◆ Görevin amacı:
Aşağıdaki kaynak metne göre şu ifadelerin her biri için evet ya da hayır deyin ve yanıtı metinden birebir alıntılanan belirleyici sözlerle gösterin: (a) Bahçeli konuşmasını partisinin grup toplantısında yaptı; (b) Bahçeli, CHP'den Anayasa değişiklik teklifine karşı çıkmasını istedi; (c) Bahçeli, cemevinin camiden daha az "bizim" olduğunu söyledi.

◆ Kaynak metin:
= = = = =

Bahçeli'den CHP'ye başörtüsü çağrısı: Anayasa değişiklik teklifine destek versinler

MHP lideri Devlet Bahçeli partisinin grup toplantısında CHP'ye başörtüsü çağrısı yaptı, "Şayet samimilerse buyursunlar gündemdeki Anayasa değişiklik teklifine destek versinler" dedi.

Google Haberlere Abone ol

DUVAR - MHP Genel Başkanı Devlet Bahçeli partisinin grup toplantısında konuştu. Bahçeli, Alevi İslam inancına sahip kardeşlerimizin haklı ve meşru talepleri vardır. Alevi İslam inancına sahip kardeşlerimiz bizim canımızdır. Ne ayrımız ne gayrımız vardır. Cami ne kadar bizimse, cemevi de o kadar bizimdir" dedi.

= = = = =

◆ Veri kayıtları:
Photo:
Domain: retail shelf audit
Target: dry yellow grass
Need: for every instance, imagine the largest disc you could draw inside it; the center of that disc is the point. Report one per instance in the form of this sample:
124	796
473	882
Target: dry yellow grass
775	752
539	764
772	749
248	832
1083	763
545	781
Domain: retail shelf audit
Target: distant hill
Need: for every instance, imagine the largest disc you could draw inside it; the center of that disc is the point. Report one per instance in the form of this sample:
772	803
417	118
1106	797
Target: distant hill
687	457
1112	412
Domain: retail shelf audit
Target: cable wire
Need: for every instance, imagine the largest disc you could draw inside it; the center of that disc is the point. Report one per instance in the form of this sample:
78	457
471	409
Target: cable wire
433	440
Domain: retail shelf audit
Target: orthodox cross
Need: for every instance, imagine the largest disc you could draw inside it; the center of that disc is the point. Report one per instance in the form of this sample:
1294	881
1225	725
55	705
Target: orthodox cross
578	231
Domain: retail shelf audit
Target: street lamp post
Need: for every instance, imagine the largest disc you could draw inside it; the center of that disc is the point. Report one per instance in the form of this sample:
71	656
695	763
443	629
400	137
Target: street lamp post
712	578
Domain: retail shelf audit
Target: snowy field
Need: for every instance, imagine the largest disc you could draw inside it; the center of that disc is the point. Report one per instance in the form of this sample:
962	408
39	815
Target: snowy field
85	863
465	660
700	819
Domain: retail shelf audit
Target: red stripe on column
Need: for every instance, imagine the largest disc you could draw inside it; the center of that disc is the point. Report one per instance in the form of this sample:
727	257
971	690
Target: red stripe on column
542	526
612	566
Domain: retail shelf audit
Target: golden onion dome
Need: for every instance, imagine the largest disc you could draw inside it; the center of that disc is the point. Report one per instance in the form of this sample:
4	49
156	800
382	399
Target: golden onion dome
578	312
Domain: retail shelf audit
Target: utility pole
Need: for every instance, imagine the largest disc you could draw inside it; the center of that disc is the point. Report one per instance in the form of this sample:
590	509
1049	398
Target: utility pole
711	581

= = = = =

◆ Yanıt:
(a) Evet: "partisinin grup toplantısında konuştu"
(b) Hayır: "buyursunlar gündemdeki Anayasa değişiklik teklifine destek versinler"
(c) Hayır: "Cami ne kadar bizimse, cemevi de o kadar bizimdir"